§ Page text:
I am sorry for the unclear comments. I'll stop commenting on a phone ;).

 _Indeed, the code uses iswspace to test all characters, wide or normal.
Strange design choice._

I agree, it's really strange. This seems to be inherited by the FreeBSD
version, which still does that as well:

[https://github.com/freebsd/freebsd/blob/8f9d69492c3da3a8c1ea...](https://github.com/freebsd/freebsd/blob/8f9d69492c3da3a8c1ea7fa1bc82b7639cc3064b/usr.bin/wc/wc.c#L310)

It has the worst of both worlds: it incorrectly counts the number of words
when there is non-ASCII whitespace (since _mbrtowc_ is not used), but it pays
the penalty of using _iswspace_. It's also not in correspondence with POSIX,
which states:

 _The wc utility shall consider a word to be a non-zero-length string of
characters delimited by white space.

[...]

C_CTYPE

Determine the locale for the interpretation of sequences of bytes of text data
as characters (for example, single-byte as opposed to multi-byte characters in
arguments and input files) and which characters are defined as white space
characters._

------
z3t4
This is excellent for showing how to do X in Y language. But like most
benchmarks - it's a bit silly. If speed was the priority, you could parse only
1% of the file, then multiply the values by 100, assuming the rest of the file
looks alike. Do you really care to know the file has 1337 words rather then ca
1300 words?

What about power consumption?

§ Aim: Reproduce, word for word, the stretch of the forum thread above from "Determine the locale" through "about power consumption?".

§ Material provided:

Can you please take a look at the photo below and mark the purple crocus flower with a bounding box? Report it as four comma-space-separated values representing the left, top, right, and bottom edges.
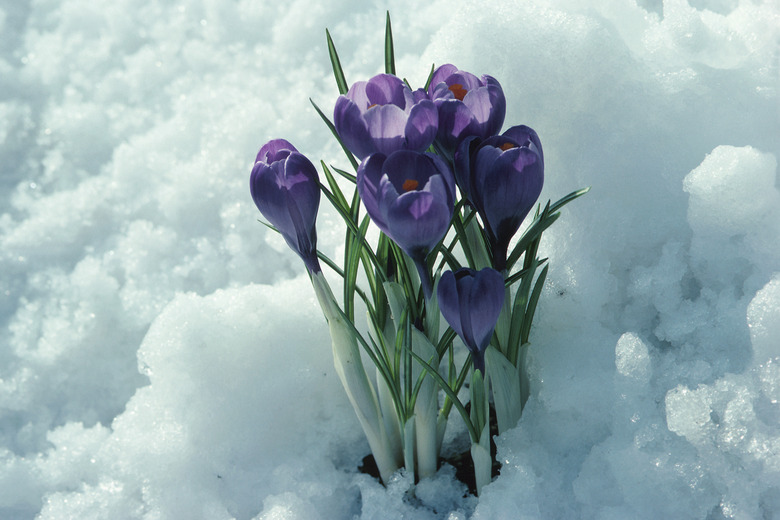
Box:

§ Task result:
Determine the locale for the interpretation of sequences of bytes of text data
as characters (for example, single-byte as opposed to multi-byte characters in
arguments and input files) and which characters are defined as white space
characters._

------
z3t4
This is excellent for showing how to do X in Y language. But like most
benchmarks - it's a bit silly. If speed was the priority, you could parse only
1% of the file, then multiply the values by 100, assuming the rest of the file
looks alike. Do you really care to know the file has 1337 words rather then ca
1300 words?

What about power consumption?